> **Exercise details**:
Return every line of the listing, exactly as it reads.

(Data records begins)

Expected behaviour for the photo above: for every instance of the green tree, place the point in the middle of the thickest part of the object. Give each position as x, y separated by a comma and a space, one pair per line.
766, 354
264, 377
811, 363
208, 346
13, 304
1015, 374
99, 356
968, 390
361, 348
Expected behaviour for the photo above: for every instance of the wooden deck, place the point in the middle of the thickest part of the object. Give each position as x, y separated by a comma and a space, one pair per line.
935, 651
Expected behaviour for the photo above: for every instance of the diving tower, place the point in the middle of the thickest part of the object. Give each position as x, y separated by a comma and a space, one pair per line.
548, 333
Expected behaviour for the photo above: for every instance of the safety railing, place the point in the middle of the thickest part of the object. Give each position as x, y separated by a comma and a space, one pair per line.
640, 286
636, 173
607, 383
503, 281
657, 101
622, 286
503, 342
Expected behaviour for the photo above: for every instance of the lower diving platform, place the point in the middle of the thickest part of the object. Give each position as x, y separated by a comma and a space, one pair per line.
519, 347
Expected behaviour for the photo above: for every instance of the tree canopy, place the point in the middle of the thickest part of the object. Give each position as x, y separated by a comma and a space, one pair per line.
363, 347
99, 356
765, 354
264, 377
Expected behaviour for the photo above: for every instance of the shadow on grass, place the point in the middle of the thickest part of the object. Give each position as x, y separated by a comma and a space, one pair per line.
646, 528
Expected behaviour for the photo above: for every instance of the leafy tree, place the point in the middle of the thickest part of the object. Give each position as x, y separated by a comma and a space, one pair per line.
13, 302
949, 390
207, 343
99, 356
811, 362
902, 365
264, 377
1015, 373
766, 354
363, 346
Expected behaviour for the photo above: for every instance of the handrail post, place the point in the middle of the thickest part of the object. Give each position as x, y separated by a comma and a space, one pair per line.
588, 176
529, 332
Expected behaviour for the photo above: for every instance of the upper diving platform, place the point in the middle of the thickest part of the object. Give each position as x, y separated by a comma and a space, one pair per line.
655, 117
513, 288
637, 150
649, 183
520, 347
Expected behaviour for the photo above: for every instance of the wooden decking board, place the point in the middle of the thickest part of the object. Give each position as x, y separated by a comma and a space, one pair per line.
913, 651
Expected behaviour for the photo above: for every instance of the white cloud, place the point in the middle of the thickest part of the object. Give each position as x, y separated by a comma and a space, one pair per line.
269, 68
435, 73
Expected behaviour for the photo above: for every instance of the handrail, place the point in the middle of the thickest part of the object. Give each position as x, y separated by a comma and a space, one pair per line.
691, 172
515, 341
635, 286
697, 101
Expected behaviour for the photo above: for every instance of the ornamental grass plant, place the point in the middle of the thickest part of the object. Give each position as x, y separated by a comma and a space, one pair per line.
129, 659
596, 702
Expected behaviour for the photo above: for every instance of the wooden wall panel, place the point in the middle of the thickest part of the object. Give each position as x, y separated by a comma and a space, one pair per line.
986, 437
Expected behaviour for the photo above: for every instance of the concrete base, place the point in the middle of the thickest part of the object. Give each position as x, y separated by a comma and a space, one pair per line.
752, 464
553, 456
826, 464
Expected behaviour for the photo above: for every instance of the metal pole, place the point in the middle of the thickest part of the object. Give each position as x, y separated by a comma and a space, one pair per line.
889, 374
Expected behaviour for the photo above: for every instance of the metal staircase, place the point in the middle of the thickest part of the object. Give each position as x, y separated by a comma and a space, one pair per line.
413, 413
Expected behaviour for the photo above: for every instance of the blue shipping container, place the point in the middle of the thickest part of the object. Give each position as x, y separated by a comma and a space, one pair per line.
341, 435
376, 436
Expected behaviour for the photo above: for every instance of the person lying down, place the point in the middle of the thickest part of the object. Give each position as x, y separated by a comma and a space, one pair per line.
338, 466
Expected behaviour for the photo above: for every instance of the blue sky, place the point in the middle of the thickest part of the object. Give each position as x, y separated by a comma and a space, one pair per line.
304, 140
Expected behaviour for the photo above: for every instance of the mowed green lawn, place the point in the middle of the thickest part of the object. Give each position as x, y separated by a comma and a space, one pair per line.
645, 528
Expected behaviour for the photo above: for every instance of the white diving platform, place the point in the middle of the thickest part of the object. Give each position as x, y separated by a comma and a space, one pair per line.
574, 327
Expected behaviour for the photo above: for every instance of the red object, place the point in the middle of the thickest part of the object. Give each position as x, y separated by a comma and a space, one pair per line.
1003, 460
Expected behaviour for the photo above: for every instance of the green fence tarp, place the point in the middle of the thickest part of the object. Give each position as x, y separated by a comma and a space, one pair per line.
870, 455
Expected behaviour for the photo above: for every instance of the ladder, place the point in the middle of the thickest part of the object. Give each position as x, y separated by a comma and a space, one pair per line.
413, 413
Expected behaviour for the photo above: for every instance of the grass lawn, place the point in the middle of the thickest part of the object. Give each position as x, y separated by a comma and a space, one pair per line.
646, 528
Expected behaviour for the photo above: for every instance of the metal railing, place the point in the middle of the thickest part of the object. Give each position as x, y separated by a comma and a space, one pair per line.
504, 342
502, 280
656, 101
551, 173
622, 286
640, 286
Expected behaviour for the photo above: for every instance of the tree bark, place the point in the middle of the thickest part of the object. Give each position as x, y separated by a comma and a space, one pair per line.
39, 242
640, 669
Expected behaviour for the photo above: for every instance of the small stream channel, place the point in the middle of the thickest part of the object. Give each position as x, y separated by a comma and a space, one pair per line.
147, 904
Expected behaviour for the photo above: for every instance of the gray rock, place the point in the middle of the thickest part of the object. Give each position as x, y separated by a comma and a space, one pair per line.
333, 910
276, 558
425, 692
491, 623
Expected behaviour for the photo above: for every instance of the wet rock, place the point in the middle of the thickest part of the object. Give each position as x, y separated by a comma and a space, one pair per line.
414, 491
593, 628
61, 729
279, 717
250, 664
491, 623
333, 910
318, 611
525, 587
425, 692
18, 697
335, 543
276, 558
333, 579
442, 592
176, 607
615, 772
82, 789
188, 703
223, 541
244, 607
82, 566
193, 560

(Data records ends)

> **Reply to the task**:
Expected behaviour for the photo above: for every instance of the green tree, place the point in the middle of the thickest part of the object. Give each position as x, y separated by a comma and a space, one pair per line.
766, 354
264, 377
811, 363
208, 346
13, 304
1015, 374
99, 356
968, 390
361, 348
Expected behaviour for the photo above: for every instance of the wooden deck, place the point in the middle of the thickest part of the object. Give each position as x, y separated by a comma and a space, one pair per line.
935, 651
Expected behaviour for the photo above: for every instance of the diving tower, place the point in the middle of the thickest part of the object. Give each position as x, y separated by a comma and a space, one pair per line.
548, 333
Expected behaviour for the photo above: for every instance of the safety railing, place the point in the middle of the thickest part of the object. Give each position as x, y separated by a comma and a space, one pair per line.
640, 286
636, 173
607, 383
503, 281
657, 101
622, 286
503, 342
Expected behaviour for the photo above: for every instance of the lower diving platform, place the point in the middle of the thickest part of the object. Give each position as x, y separated by a comma and a space, one pair per line.
519, 347
Expected behaviour for the photo above: for every instance of the tree canopy, place the point in the middle of the thickest part of the object. Give each position as x, y separated by a comma and a space, one pair per line.
363, 347
99, 356
765, 354
264, 377
Expected behaviour for the photo above: for every instance of the shadow on grass, place the point in the middle of the thickest part of the object. Give each position as x, y separated by a comma and a space, one pair per line.
646, 528
Expected behaviour for the photo above: for every instance of the leafy tree, place the point in the middle of the thickest part of the object. Give each position as x, y separated by a comma and a space, one pair per line.
13, 302
949, 390
207, 343
99, 356
811, 362
902, 365
264, 377
1015, 373
766, 354
363, 346
Expected behaviour for the photo above: for every instance of the handrail post, place the point in the middle of the thickest part of the object. Give each position as x, y separated by a comma and a space, one pair per line.
588, 176
529, 332
Expected behaviour for the photo above: for every instance of the upper diving platform, place the point in the middle of the thickest part of the object. Give each position as x, y separated by a comma and a space, one pair per line.
655, 117
513, 288
637, 150
649, 183
520, 347
Expected behaviour for the photo above: for every instance of the wooden decking board, place the point in the middle of the thickest part of the object. Give each position as x, y separated by a comma and a space, one pair per line.
913, 651
Expected behaviour for the photo above: for every instance of the white cloud, place the point in the middle of the thickest part of the object. Give each position as x, y separated by a comma and a space, one pair per line.
269, 68
435, 73
Expected behaviour for the photo above: for every instance of the handrail, place the point in the middle of the thickest part of the object. Give each position as x, y separated by a comma and a space, one pair per line.
691, 172
515, 341
635, 286
697, 101
Expected behaviour for the photo above: for every instance of the ornamental grass plant, place the point in the middle of the thickest part of the object. Give each position as x, y separated by a comma and a space, one pair per line.
129, 659
596, 702
Expected behaviour for the photo above: for every instance of the wooden wall panel, place the point in the middle of the thickest part of the object. Give each position as x, y separated by a comma and a space, one pair per line.
986, 437
Expected behaviour for the photo above: for every instance of the concrete base, place the point in the middle of the thickest part of the object. Give each position as x, y separated by a comma and a space, one pair per line.
752, 464
553, 456
826, 464
Expected behaviour for the photo above: for every instance of the metal pole, place the point in the middle of the thickest part of the object. Give each position as x, y separated by a comma and a space, one pair per line.
889, 374
Expected behaviour for the photo above: for every instance of the metal staircase, place the point in the middle of the thickest part of the object. Give each position as x, y separated by a comma and a space, one pair per line.
413, 413
Expected behaviour for the photo above: for every instance of the blue shipping container, place the point in the middle of the thickest part of the object. Give each position as x, y separated by a comma and a space, one pair per line.
341, 435
376, 436
Expected behaviour for the photo above: for every instance of the person lying down, place the point in the middle of the thickest part of the object. Give each position as x, y separated by a comma and a space, one pair per line.
338, 466
Expected behaviour for the photo above: for every instance of the blue sky, place the point in the middle of the thickest part of the object. Give each position as x, y separated by a comma and a space, one pair per line.
304, 140
Expected behaviour for the photo above: for every instance of the mowed green lawn, place the point in the middle of the thickest part of the object. Give each position as x, y separated by a comma and a space, one pair per line.
645, 528
Expected behaviour for the photo above: for every instance of the white diving platform, place the point in the middle of the thickest part of the object. Give each position as x, y separated by a comma and a space, one pair per line.
574, 327
Expected behaviour for the photo above: for every instance of the red object, place the point in the middle of the thickest part of the object. Give each position as x, y separated by a comma and a space, one pair per line.
1003, 460
Expected behaviour for the photo above: for every instance of the green fence tarp, place the point in the middle of the thickest part of the object. Give each position as x, y separated by a comma and a space, one pair per line.
870, 455
Expected behaviour for the photo above: for every instance of the ladder, place the point in the middle of the thickest part of the object. Give each position as x, y separated by a comma and a space, one pair per line.
413, 413
Expected behaviour for the photo above: for every instance of the grass lawn, place the point in the middle of the thickest part of the object. Give each position as x, y separated by a comma and a space, one pair per line.
646, 528
Expected behaviour for the photo above: for every instance of the metal railing, place the point in the middle of the thickest part of the object. Give each position as x, y separated by a comma and a space, one pair per line.
504, 342
502, 280
656, 101
551, 173
622, 286
640, 286
Expected behaviour for the photo above: for every instance of the tree bark, place the point in the middle of the thickest part of the object. Give each position as x, y separated by a comma and a space, one pair per line.
39, 242
640, 669
Expected behaviour for the photo above: for every instance of the small stream channel, place the point in the middle of the thickest part of the object. Give each position as x, y separated by a comma and a space, one pair per line.
147, 904
Expected behaviour for the photo above: for every instance of the gray rock, place the point in the middle of the thickest part of the object. Give each position as x, y separated by a comma and a space, one pair per line.
333, 910
276, 558
425, 692
491, 623
Expected behaviour for the photo above: for every instance of the wet rock, place the point in the middle of the thickest part of the object. Give each position as x, y separated by a comma and a space, one pair per line.
414, 491
593, 628
61, 729
279, 717
250, 664
491, 623
333, 910
318, 611
525, 587
425, 692
18, 697
335, 543
276, 558
333, 579
442, 592
176, 607
615, 772
82, 789
188, 703
223, 541
244, 607
82, 566
193, 560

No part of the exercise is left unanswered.